**WHAT IS NEEDED:**
Print every one of the rows below character for character, changing nothing.

**EXTRACTED RECORDS:**
+ + +
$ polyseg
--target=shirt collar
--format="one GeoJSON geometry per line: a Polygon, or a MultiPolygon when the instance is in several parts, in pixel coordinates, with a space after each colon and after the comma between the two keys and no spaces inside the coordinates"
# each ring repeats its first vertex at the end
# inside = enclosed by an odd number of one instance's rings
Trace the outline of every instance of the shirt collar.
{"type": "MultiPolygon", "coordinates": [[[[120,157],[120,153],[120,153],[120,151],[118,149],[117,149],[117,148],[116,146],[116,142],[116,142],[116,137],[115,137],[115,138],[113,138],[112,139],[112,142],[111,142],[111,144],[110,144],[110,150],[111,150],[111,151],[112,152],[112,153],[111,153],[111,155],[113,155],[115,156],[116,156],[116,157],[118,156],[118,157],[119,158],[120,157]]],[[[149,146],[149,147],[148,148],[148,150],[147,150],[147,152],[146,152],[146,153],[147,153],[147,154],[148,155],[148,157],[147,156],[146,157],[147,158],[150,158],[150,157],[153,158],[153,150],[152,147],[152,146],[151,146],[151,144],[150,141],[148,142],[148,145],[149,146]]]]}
+ + +
**EXERCISE OUTPUT:**
$ polyseg
--target=shirt collar
--format="one GeoJSON geometry per line: a Polygon, or a MultiPolygon when the instance is in several parts, in pixel coordinates, with a space after each colon and after the comma between the two keys and no spaces inside the coordinates"
# each ring repeats its first vertex at the end
# inside = enclosed by an odd number of one instance's rings
Trace the outline of every instance of the shirt collar.
{"type": "MultiPolygon", "coordinates": [[[[120,157],[120,153],[120,153],[120,151],[118,149],[117,149],[117,148],[116,146],[116,142],[116,142],[116,137],[115,137],[115,138],[113,138],[112,139],[112,142],[111,142],[111,144],[110,144],[110,150],[111,150],[111,151],[112,152],[112,153],[111,153],[111,155],[113,155],[115,156],[116,156],[116,157],[118,156],[118,157],[119,158],[120,157]]],[[[149,146],[149,147],[148,148],[148,150],[147,150],[147,152],[146,152],[146,153],[147,153],[147,154],[148,155],[148,157],[147,156],[146,157],[147,158],[150,158],[150,157],[153,158],[153,150],[152,147],[152,146],[151,146],[151,144],[150,141],[148,142],[148,145],[149,146]]]]}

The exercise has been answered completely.